[Opening Data extract section]
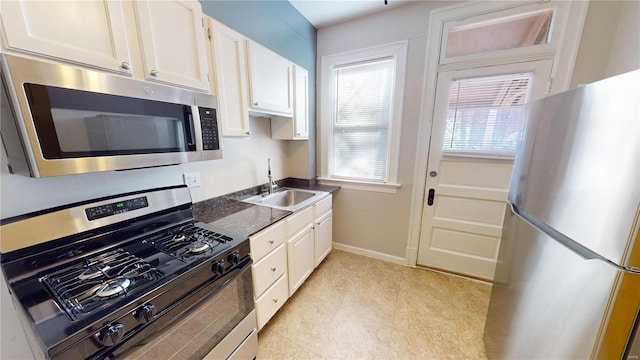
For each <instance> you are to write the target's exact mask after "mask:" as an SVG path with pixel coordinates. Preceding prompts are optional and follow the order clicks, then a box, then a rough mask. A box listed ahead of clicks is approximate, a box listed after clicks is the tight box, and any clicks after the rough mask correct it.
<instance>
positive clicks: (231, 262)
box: [227, 251, 240, 265]
mask: <svg viewBox="0 0 640 360" xmlns="http://www.w3.org/2000/svg"><path fill="white" fill-rule="evenodd" d="M227 261H229V263H231V264H233V265H237V264H238V263H239V262H240V254H238V252H237V251H234V252H232V253H231V254H229V256H227Z"/></svg>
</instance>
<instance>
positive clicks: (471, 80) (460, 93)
mask: <svg viewBox="0 0 640 360" xmlns="http://www.w3.org/2000/svg"><path fill="white" fill-rule="evenodd" d="M533 77H534V74H533V73H519V74H508V75H499V76H489V77H478V78H468V79H458V80H454V81H452V82H451V85H450V87H449V107H448V112H447V122H446V128H445V135H444V145H443V152H444V153H445V154H446V153H470V154H477V155H499V156H512V155H513V154H514V153H515V149H516V144H517V141H518V138H519V137H520V134H521V132H522V131H523V122H524V105H525V104H526V103H527V102H528V100H529V96H530V92H531V86H532V83H533Z"/></svg>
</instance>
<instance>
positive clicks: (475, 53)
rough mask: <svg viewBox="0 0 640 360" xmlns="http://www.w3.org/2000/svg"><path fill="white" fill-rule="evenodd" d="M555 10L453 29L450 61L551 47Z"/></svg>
mask: <svg viewBox="0 0 640 360" xmlns="http://www.w3.org/2000/svg"><path fill="white" fill-rule="evenodd" d="M552 18H553V10H547V11H544V12H536V13H529V14H524V15H518V16H510V17H504V18H500V19H494V20H489V21H483V22H478V23H473V24H469V25H462V26H457V27H452V28H450V29H449V31H448V33H447V35H448V36H447V51H446V56H447V58H451V57H456V56H465V55H472V54H479V53H485V52H490V51H497V50H507V49H515V48H520V47H526V46H533V45H540V44H547V43H549V41H550V34H551V20H552Z"/></svg>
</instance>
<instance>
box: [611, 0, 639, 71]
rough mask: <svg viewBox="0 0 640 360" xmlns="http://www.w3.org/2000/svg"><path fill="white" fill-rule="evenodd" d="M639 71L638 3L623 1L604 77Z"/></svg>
mask: <svg viewBox="0 0 640 360" xmlns="http://www.w3.org/2000/svg"><path fill="white" fill-rule="evenodd" d="M636 69H640V1H637V0H636V1H623V2H622V5H621V9H620V17H619V19H618V26H617V27H616V33H615V36H614V38H613V43H612V45H611V55H610V56H609V61H608V63H607V69H606V71H605V77H610V76H614V75H619V74H622V73H625V72H628V71H632V70H636Z"/></svg>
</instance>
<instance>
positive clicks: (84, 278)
mask: <svg viewBox="0 0 640 360" xmlns="http://www.w3.org/2000/svg"><path fill="white" fill-rule="evenodd" d="M162 276H163V274H162V272H160V271H159V270H158V269H156V268H154V267H152V266H151V265H150V264H149V263H147V262H145V261H144V260H142V259H140V258H138V257H136V256H134V255H132V254H130V253H128V252H126V251H124V250H122V249H117V250H114V251H110V252H107V253H104V254H101V255H98V256H96V257H93V258H90V259H87V260H85V261H84V262H82V263H79V264H77V265H74V266H71V267H68V268H65V269H64V270H61V271H58V272H56V273H53V274H51V275H47V276H44V277H42V278H41V281H42V282H43V283H44V284H46V285H47V287H48V288H49V289H50V290H51V292H52V293H53V294H54V295H55V297H56V299H57V300H58V303H59V304H61V305H62V307H63V308H64V309H65V310H66V311H67V314H69V316H70V317H71V318H72V319H74V320H77V319H78V317H79V316H80V315H84V314H88V313H90V312H91V311H92V310H93V309H96V308H98V307H100V306H102V305H106V304H108V303H110V302H112V301H117V299H119V298H121V297H126V296H128V295H129V293H130V292H132V291H135V290H137V289H138V288H140V287H142V286H144V285H146V284H152V283H154V282H156V281H157V280H159V279H160V278H161V277H162Z"/></svg>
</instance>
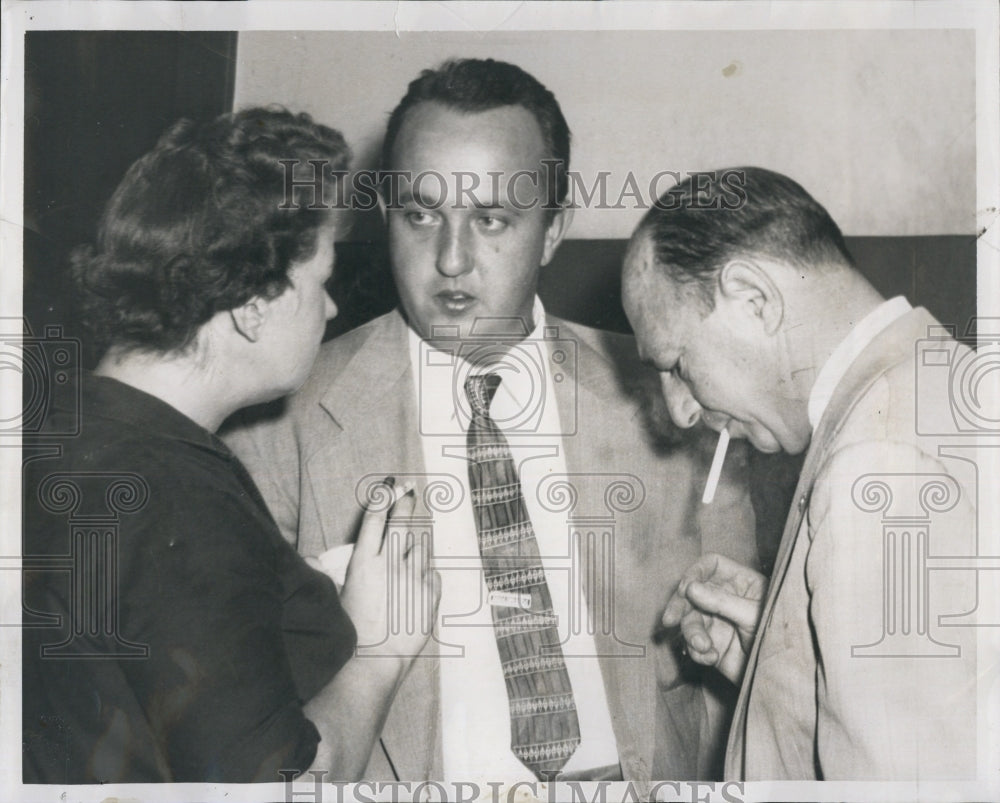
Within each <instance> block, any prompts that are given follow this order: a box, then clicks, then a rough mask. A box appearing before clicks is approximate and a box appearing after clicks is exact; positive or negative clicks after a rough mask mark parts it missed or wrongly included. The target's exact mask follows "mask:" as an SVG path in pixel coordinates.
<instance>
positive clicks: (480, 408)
mask: <svg viewBox="0 0 1000 803" xmlns="http://www.w3.org/2000/svg"><path fill="white" fill-rule="evenodd" d="M498 387H500V375H499V374H480V375H479V376H469V377H468V378H467V379H466V380H465V395H466V396H468V398H469V404H470V405H471V407H472V413H473V415H476V416H480V417H483V418H488V417H489V414H490V404H491V403H492V402H493V397H494V396H495V395H496V393H497V388H498Z"/></svg>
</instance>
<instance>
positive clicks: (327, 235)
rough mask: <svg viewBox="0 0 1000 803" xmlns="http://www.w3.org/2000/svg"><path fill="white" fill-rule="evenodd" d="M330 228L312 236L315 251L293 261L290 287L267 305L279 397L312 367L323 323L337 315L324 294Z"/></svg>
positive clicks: (330, 255) (300, 382)
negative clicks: (279, 395) (296, 261)
mask: <svg viewBox="0 0 1000 803" xmlns="http://www.w3.org/2000/svg"><path fill="white" fill-rule="evenodd" d="M335 233H336V232H335V229H334V226H333V225H332V224H331V225H327V226H325V227H324V228H322V229H320V230H319V231H318V232H317V234H316V252H315V253H314V254H313V255H312V257H310V258H309V259H306V260H303V261H301V262H295V263H293V264H292V267H291V268H290V269H289V271H288V278H289V279H290V280H291V283H292V284H291V286H290V287H287V288H286V289H285V291H284V292H283V293H282V294H281V295H279V296H278V297H276V298H275V299H273V300H272V301H271V303H270V313H269V324H268V328H269V329H270V334H271V338H270V339H271V343H272V346H273V349H274V351H273V358H274V359H273V360H272V361H271V365H273V366H274V369H275V372H276V374H277V375H276V377H275V380H276V390H277V391H279V392H280V393H281V394H282V395H283V394H285V393H291V392H292V391H293V390H296V389H297V388H298V387H299V386H300V385H301V384H302V383H303V382H305V380H306V378H307V377H308V376H309V371H310V369H311V368H312V364H313V361H314V360H315V359H316V354H317V353H318V352H319V346H320V343H321V342H322V340H323V333H324V332H325V331H326V322H327V321H328V320H330V319H332V318H333V317H335V316H336V314H337V305H336V304H334V303H333V299H332V298H330V295H329V293H327V291H326V283H327V282H328V281H329V280H330V277H331V276H332V275H333V263H334V248H333V242H334V236H335Z"/></svg>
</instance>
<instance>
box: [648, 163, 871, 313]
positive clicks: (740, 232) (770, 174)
mask: <svg viewBox="0 0 1000 803" xmlns="http://www.w3.org/2000/svg"><path fill="white" fill-rule="evenodd" d="M639 232H642V233H645V234H648V235H649V236H650V238H651V240H652V243H653V250H654V254H655V260H656V264H657V267H658V268H659V269H660V270H663V271H665V272H666V273H667V274H668V275H669V276H670V278H671V279H672V280H673V281H674V282H676V283H677V284H679V285H691V286H693V287H694V288H695V289H696V290H697V292H698V293H699V295H700V297H701V299H702V301H703V302H704V306H705V308H706V310H711V309H712V308H713V307H714V306H715V285H716V280H717V277H718V274H719V271H720V270H722V268H723V267H724V266H725V264H726V263H727V262H728V261H729V260H731V259H733V258H734V257H737V256H744V257H753V256H760V257H765V258H770V259H775V260H780V261H783V262H786V263H788V264H791V265H795V266H797V267H800V268H802V269H804V270H812V269H816V268H818V267H821V266H830V265H842V266H853V265H854V260H853V258H852V257H851V254H850V252H849V251H848V250H847V246H846V245H845V244H844V237H843V235H842V234H841V233H840V228H839V227H838V226H837V224H836V223H834V221H833V219H832V218H831V217H830V215H829V214H828V213H827V211H826V209H824V208H823V207H822V206H821V205H820V204H819V203H817V202H816V201H815V200H814V199H813V197H812V196H811V195H809V193H807V192H806V191H805V190H804V189H803V188H802V187H801V186H799V185H798V184H797V183H795V182H794V181H792V180H791V179H790V178H788V177H787V176H783V175H781V174H780V173H775V172H774V171H771V170H765V169H764V168H760V167H733V168H727V169H725V170H719V171H713V172H708V173H698V174H692V175H690V176H688V177H687V178H686V179H684V180H683V181H681V182H680V183H679V184H677V185H675V186H673V187H671V188H670V189H669V190H667V191H666V192H665V193H664V194H663V195H662V196H660V198H659V199H658V200H657V203H656V204H654V205H653V207H652V208H651V209H650V210H649V211H648V212H647V213H646V215H645V217H644V218H643V220H642V222H641V223H640V224H639Z"/></svg>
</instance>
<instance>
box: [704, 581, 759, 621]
mask: <svg viewBox="0 0 1000 803" xmlns="http://www.w3.org/2000/svg"><path fill="white" fill-rule="evenodd" d="M687 598H688V599H689V600H690V601H691V603H692V604H693V605H694V606H695V607H696V608H698V609H699V610H701V611H704V612H705V613H710V614H715V615H718V616H721V617H722V618H723V619H728V620H729V621H730V622H732V623H733V624H734V625H736V626H737V627H739V628H741V629H743V630H752V629H754V628H755V627H756V626H757V618H758V616H760V600H755V599H747V598H746V597H741V596H739V595H737V594H733V593H732V592H731V591H727V590H726V589H724V588H721V587H719V586H716V585H713V584H711V583H691V585H689V586H688V589H687Z"/></svg>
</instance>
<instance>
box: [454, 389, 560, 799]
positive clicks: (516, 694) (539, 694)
mask: <svg viewBox="0 0 1000 803" xmlns="http://www.w3.org/2000/svg"><path fill="white" fill-rule="evenodd" d="M498 387H500V377H499V376H498V375H496V374H485V375H482V376H470V377H469V378H468V379H467V380H466V383H465V393H466V396H468V399H469V404H470V406H471V408H472V422H471V424H470V425H469V434H468V440H467V446H468V457H469V487H470V490H471V493H472V506H473V512H474V514H475V518H476V530H477V533H478V536H479V552H480V555H481V556H482V560H483V573H484V576H485V580H486V587H487V589H488V590H489V591H490V592H491V602H492V603H493V604H491V606H490V609H491V611H492V613H493V628H494V635H495V636H496V640H497V649H498V651H499V653H500V661H501V665H502V666H503V673H504V683H505V684H506V687H507V698H508V700H509V702H510V747H511V750H512V751H513V753H514V755H515V756H517V758H518V759H519V760H520V761H521V763H523V764H524V765H525V766H526V767H527V768H528V769H530V770H531V771H532V772H533V773H534V774H535V776H536V777H537V778H539V779H540V780H546V779H550V778H553V777H554V776H555V775H556V774H558V773H559V772H560V771H561V770H562V768H563V766H565V764H566V762H567V761H569V759H570V756H572V755H573V752H574V751H575V750H576V748H577V746H578V745H579V744H580V723H579V720H578V719H577V714H576V703H575V702H574V700H573V688H572V686H570V681H569V673H568V672H567V671H566V662H565V660H564V658H563V653H562V647H561V646H560V643H559V632H558V630H557V628H556V625H557V623H558V619H557V617H556V615H555V613H554V612H553V610H552V598H551V596H550V595H549V588H548V585H547V584H546V582H545V571H544V569H543V568H542V561H541V557H540V555H539V552H538V543H537V541H536V540H535V531H534V529H533V528H532V526H531V519H530V518H529V517H528V510H527V508H526V507H525V504H524V496H523V494H522V493H521V481H520V479H519V478H518V475H517V467H516V466H515V464H514V458H513V456H512V455H511V451H510V445H509V444H508V443H507V439H506V438H505V437H504V434H503V433H502V432H501V431H500V429H499V428H498V427H497V425H496V423H495V422H494V421H493V419H492V418H491V417H490V412H489V409H490V403H491V402H492V401H493V396H494V395H495V394H496V391H497V388H498ZM497 594H502V595H504V596H503V597H502V598H501V599H500V601H501V602H503V603H504V604H497V597H496V595H497Z"/></svg>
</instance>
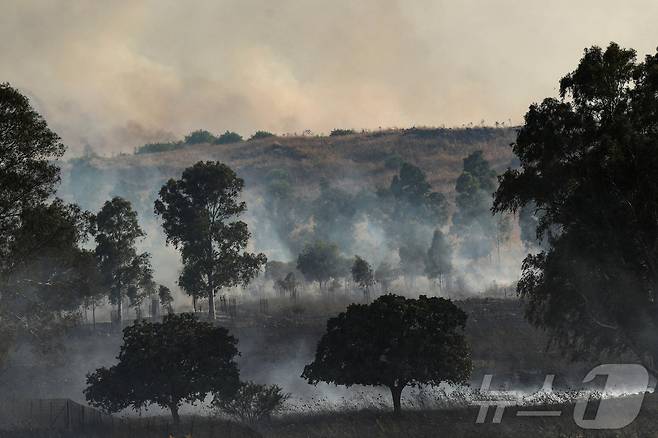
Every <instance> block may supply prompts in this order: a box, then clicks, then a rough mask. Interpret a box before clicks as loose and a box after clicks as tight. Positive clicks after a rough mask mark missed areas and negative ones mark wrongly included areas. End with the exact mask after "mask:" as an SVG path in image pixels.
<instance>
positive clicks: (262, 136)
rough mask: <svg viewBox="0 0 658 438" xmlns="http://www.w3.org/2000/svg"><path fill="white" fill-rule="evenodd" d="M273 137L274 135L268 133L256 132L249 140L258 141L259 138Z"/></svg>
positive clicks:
[Closing Data extract section]
What is expected ▸ Quote the records above exactly, from the first line through the line containing "box: [611, 0, 639, 71]", and leave out the pictures.

Task result ▸
For each <instance> you are to write the target's exact mask after "mask:" as an SVG path with pixel coordinates. Preceding prompts are optional and follow the order clicks, then a box, then a rough mask. A box listed ahead of clicks is approximate, a box listed after clicks is the tight box, and any clicks after the rough mask correct it.
<instance>
positive clicks: (231, 262)
box: [227, 251, 240, 265]
mask: <svg viewBox="0 0 640 360" xmlns="http://www.w3.org/2000/svg"><path fill="white" fill-rule="evenodd" d="M227 261H229V263H231V264H233V265H237V264H238V263H239V262H240V254H238V252H237V251H234V252H232V253H231V254H229V256H227Z"/></svg>
</instance>
<instance>
positive clicks: (471, 80) (460, 93)
mask: <svg viewBox="0 0 640 360" xmlns="http://www.w3.org/2000/svg"><path fill="white" fill-rule="evenodd" d="M533 77H534V74H533V73H519V74H508V75H499V76H489V77H478V78H468V79H458V80H454V81H452V82H451V85H450V87H449V107H448V112H447V122H446V128H445V135H444V145H443V152H444V153H445V154H446V153H470V154H477V155H499V156H512V155H513V154H514V153H515V149H516V144H517V141H518V138H519V137H520V134H521V132H522V131H523V122H524V105H525V104H526V103H527V102H528V100H529V96H530V92H531V86H532V83H533Z"/></svg>
</instance>
<instance>
positive clicks: (475, 53)
rough mask: <svg viewBox="0 0 640 360" xmlns="http://www.w3.org/2000/svg"><path fill="white" fill-rule="evenodd" d="M555 10L453 29L450 61L551 47Z"/></svg>
mask: <svg viewBox="0 0 640 360" xmlns="http://www.w3.org/2000/svg"><path fill="white" fill-rule="evenodd" d="M552 18H553V10H547V11H544V12H536V13H529V14H524V15H518V16H510V17H504V18H500V19H494V20H489V21H483V22H478V23H473V24H469V25H462V26H457V27H452V28H450V29H449V31H448V33H447V35H448V36H447V51H446V56H447V58H451V57H456V56H465V55H472V54H479V53H485V52H490V51H497V50H507V49H515V48H520V47H526V46H533V45H540V44H547V43H549V41H550V34H551V20H552Z"/></svg>
</instance>
<instance>
box: [611, 0, 639, 71]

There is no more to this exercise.